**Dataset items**
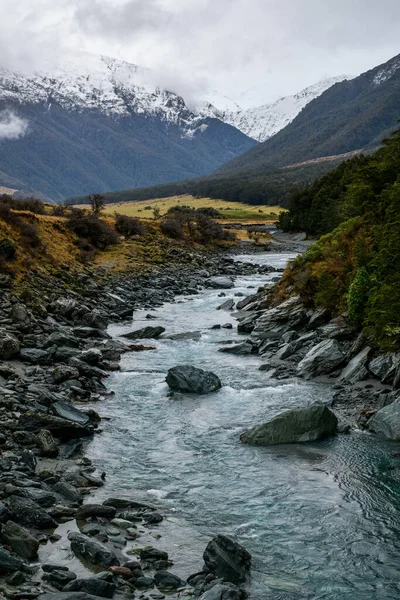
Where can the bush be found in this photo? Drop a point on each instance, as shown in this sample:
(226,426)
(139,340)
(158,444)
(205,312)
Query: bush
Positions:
(128,226)
(97,232)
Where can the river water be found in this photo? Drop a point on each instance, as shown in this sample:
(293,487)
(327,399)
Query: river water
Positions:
(321,520)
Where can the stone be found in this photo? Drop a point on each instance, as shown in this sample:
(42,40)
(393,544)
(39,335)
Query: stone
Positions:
(64,372)
(9,345)
(223,283)
(92,550)
(356,369)
(188,379)
(96,510)
(19,540)
(8,563)
(305,424)
(386,422)
(93,585)
(167,581)
(30,514)
(322,359)
(145,333)
(46,444)
(227,559)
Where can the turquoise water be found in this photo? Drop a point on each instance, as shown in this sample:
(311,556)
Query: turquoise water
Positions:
(321,520)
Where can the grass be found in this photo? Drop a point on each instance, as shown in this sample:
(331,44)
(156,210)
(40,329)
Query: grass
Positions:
(230,211)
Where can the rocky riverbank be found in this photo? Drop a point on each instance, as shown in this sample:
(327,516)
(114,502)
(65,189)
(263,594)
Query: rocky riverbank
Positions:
(55,356)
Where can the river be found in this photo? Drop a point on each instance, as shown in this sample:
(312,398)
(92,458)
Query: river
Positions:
(321,520)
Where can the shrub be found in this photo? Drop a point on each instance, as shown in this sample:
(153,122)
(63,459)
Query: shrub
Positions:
(128,226)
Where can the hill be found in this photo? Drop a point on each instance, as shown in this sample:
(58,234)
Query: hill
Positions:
(349,116)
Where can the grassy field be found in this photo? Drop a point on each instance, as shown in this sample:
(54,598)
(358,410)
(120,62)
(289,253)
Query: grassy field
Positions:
(230,211)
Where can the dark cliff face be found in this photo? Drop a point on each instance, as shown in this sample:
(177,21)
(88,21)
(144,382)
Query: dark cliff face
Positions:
(351,115)
(70,152)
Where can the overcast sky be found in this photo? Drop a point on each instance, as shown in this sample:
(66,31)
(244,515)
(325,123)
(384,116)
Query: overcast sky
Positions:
(255,51)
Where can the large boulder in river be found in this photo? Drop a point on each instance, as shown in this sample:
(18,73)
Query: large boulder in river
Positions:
(322,359)
(91,550)
(9,345)
(305,424)
(145,333)
(187,379)
(227,559)
(386,421)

**Task details**
Rewrite the items from the line holding "Where can the hill" through the end of the items, inclusive, changing "sample" to "template" and leaving everything else the same.

**Result for this exercise**
Where can the hill be found in this photo? Drop a point on each instance, as shown in this template:
(58,234)
Query: hill
Positions:
(349,116)
Where can the grassy field be found in this photo? Drop a point on each instance, as shown in this template:
(54,598)
(358,410)
(120,62)
(289,253)
Query: grassy field
Positions:
(230,211)
Where can the dark cliff face be found in this photo? Drop a point on each instance, as shown in this template:
(177,21)
(88,21)
(144,382)
Query: dark cliff face
Positions:
(351,115)
(70,152)
Where can the overcast sky be found in this photo? Drop a point on each instance, as shown in this template:
(66,31)
(244,515)
(325,123)
(384,116)
Query: overcast sky
Positions:
(255,51)
Where can the large boulder in river be found in this photo? Drop a point on each instance, as shown in this template:
(18,73)
Query: large boulder in river
Positions:
(322,359)
(91,550)
(9,345)
(305,424)
(145,333)
(187,379)
(227,559)
(386,421)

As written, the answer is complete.